**Problem description**
Return every one of the items below word for word.

>> BEGIN Records shown

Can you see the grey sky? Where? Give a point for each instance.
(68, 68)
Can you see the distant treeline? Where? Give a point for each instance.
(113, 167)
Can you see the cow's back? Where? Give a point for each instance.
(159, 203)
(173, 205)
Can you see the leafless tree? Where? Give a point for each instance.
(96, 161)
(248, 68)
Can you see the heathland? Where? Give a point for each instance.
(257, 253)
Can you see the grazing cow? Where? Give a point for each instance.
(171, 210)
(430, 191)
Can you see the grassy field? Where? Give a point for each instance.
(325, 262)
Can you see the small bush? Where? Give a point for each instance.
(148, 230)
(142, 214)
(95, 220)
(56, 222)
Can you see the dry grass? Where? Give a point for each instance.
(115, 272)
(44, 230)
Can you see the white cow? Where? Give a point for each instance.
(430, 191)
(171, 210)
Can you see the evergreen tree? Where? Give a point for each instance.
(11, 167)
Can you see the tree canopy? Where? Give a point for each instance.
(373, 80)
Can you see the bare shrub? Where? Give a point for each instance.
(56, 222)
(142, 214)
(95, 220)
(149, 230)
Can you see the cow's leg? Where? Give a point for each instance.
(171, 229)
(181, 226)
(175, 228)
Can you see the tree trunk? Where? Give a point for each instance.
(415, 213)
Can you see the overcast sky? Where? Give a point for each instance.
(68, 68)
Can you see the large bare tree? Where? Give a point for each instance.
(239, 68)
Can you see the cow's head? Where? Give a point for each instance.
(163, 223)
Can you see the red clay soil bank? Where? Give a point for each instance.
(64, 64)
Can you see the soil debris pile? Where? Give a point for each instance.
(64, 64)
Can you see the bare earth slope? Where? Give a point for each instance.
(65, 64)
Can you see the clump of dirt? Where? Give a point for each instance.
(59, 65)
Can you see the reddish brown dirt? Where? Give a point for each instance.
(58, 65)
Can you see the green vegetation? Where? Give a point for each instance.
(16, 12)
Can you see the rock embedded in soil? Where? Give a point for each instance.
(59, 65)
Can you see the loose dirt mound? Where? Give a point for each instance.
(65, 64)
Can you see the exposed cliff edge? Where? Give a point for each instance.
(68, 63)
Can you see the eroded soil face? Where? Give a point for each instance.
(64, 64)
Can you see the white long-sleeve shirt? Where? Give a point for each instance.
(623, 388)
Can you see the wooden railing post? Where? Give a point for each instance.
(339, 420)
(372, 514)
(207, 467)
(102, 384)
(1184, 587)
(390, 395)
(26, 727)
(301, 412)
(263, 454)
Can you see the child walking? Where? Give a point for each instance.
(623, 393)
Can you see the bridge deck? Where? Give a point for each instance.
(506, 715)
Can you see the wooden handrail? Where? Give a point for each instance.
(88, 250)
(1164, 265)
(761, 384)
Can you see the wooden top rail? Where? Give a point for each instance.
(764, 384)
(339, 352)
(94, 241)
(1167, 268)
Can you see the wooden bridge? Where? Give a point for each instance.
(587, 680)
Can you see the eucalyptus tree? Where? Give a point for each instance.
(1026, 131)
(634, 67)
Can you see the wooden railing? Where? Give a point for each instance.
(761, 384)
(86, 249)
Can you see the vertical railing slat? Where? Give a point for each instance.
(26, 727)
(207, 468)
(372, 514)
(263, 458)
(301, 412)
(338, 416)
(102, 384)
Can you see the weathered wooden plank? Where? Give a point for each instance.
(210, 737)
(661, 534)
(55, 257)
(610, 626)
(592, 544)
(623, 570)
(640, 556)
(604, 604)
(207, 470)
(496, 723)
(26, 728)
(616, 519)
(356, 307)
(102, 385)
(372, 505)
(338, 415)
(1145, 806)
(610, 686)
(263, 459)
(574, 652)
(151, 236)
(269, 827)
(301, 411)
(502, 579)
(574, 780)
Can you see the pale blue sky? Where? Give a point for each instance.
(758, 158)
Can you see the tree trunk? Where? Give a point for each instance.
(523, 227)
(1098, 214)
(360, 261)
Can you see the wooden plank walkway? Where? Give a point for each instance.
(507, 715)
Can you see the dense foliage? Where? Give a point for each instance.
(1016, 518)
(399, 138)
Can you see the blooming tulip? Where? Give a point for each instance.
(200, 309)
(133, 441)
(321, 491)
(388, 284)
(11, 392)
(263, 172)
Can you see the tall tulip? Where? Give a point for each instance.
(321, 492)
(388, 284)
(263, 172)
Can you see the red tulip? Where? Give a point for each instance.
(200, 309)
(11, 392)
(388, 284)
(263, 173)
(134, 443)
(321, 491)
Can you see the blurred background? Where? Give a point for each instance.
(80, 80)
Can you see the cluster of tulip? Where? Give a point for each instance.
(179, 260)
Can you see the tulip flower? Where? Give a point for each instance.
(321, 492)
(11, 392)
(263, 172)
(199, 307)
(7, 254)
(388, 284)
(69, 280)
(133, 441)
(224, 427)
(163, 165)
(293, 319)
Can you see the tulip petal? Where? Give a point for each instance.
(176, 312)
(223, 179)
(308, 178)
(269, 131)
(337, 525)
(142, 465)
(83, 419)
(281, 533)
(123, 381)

>> END Records shown

**Complete answer**
Can you see the grey sky? Where? Give a point for each instance.
(68, 68)
Can you see the distant treeline? Where? Give a point for each instance.
(113, 167)
Can you see the cow's back? Where? Give a point for each instance.
(159, 203)
(173, 205)
Can you see the leafless tree? Where? Give a point for each instance.
(96, 161)
(248, 68)
Can you see the heathland? Where? Give a point for each instance.
(257, 253)
Can you see the grazing cow? Where? Give a point for each instance.
(171, 210)
(430, 191)
Can you see the grassy field? Where? Give a point for each instance.
(325, 262)
Can you see the small bush? Where? Give a point for each instance.
(148, 230)
(142, 214)
(95, 220)
(56, 222)
Can you see the dry grass? Where? Give a point for each instance.
(115, 272)
(44, 230)
Can you see the white cow? Where? Give a point for each instance.
(430, 191)
(171, 210)
Can you see the evergreen tree? Where? Give a point for each instance.
(11, 167)
Can you see the tree canopy? Where? Give a point for each instance.
(373, 80)
Can you see the bare shrub? Where? Give a point for each instance.
(56, 222)
(142, 214)
(95, 220)
(149, 230)
Can you see the cow's leg? Where? Give a point for each instance.
(171, 229)
(181, 226)
(175, 228)
Can you see the tree trunk? Where? Give a point for each instance.
(415, 213)
Can you see the overcast sky? Where? Give a point for each instance.
(68, 68)
Can you see the large bare tree? Where? Give a point for each instance.
(239, 68)
Can you see the cow's head? Where? Give a point for each instance.
(163, 223)
Can you see the red clay soil bank? Where? Give a point for each instance.
(64, 64)
Can you see the soil debris pile? Where? Give a point for each instance.
(64, 64)
Can you see the bare earth slope? Where? Give a point for each instance.
(65, 64)
Can you see the clump of dirt? Where? Give a point for each instance.
(59, 65)
Can you see the reddish brown dirt? Where? Give a point for each instance.
(58, 65)
Can you see the green vegetation? Where? Give a point for each instance.
(16, 12)
Can you see the rock embedded in soil? Where? Give a point for each instance.
(59, 65)
Can you see the loose dirt mound? Where? Give a point for each instance.
(65, 64)
Can you see the exposed cliff edge? Where? Give a point for each instance.
(68, 63)
Can you see the eroded soil face? Where? Give a point for each instance.
(64, 64)
Can you see the white long-sleeve shirt? Where? Give a point for each instance.
(623, 388)
Can you see the wooden railing post? Where? Give a point for each instance.
(339, 420)
(372, 514)
(207, 467)
(102, 384)
(1184, 587)
(390, 395)
(26, 727)
(301, 412)
(263, 454)
Can you see the child walking? Where? Give a point for each instance.
(623, 393)
Can you see the bridge deck? Where? Give a point for each instance.
(506, 715)
Can you see the wooden handrail? Where? Give a point for each instance.
(88, 250)
(1164, 265)
(761, 384)
Can you see the wooden top rail? Where? Give a point for each instance.
(764, 384)
(339, 352)
(94, 241)
(1167, 268)
Can you see the wooden bridge? Where? Give a point for each instance.
(587, 680)
Can you see the eucalyptus tree? Where? Give a point for each instance.
(1026, 131)
(634, 67)
Can you see the wooden railing? Where? Give a point for each instance.
(761, 384)
(86, 249)
Can you see the vertical railing slat? Where? Give a point for each instance.
(26, 727)
(207, 468)
(372, 514)
(263, 458)
(301, 412)
(338, 416)
(102, 384)
Can you see the weathered wooden plank? Where? Give a point for each instance.
(210, 737)
(661, 534)
(55, 257)
(610, 626)
(592, 544)
(623, 570)
(640, 556)
(604, 604)
(207, 470)
(496, 723)
(26, 728)
(616, 519)
(356, 307)
(102, 385)
(372, 505)
(338, 415)
(1145, 806)
(610, 686)
(263, 459)
(574, 652)
(151, 236)
(269, 827)
(301, 411)
(502, 579)
(574, 780)
Can you see the pale blue sky? Where? Give a point for each instance.
(758, 158)
Can you see the tree trunk? Where? Give a point for each instance.
(523, 227)
(1098, 214)
(360, 261)
Can you see the wooden plank walkway? Where? Give a point for each instance.
(507, 715)
Can you see the dense foliage? Where? Give a point for each instance.
(1016, 518)
(399, 138)
Can you see the blooming tulip? Where? Give a point for each instance.
(200, 309)
(133, 441)
(321, 491)
(388, 284)
(11, 392)
(263, 172)
Can you see the tall tulip? Where? Give a point for each instance.
(321, 492)
(388, 284)
(263, 172)
Can you see the red tulip? Where? Give a point for each instance.
(200, 309)
(11, 392)
(388, 284)
(263, 173)
(134, 443)
(321, 491)
Can you see the blurred background? Where? Give a point for each instance.
(80, 80)
Can you see the cluster of tulip? Where? Give a point for each instance.
(179, 260)
Can you see the tulip flower? Where? Give a point for each instance.
(321, 492)
(11, 392)
(263, 172)
(199, 307)
(7, 254)
(388, 284)
(69, 280)
(133, 441)
(224, 427)
(163, 165)
(293, 319)
Can you see the tulip petal? Where? Give a point for each instance.
(176, 312)
(223, 179)
(308, 178)
(269, 131)
(337, 525)
(142, 465)
(83, 419)
(281, 533)
(123, 381)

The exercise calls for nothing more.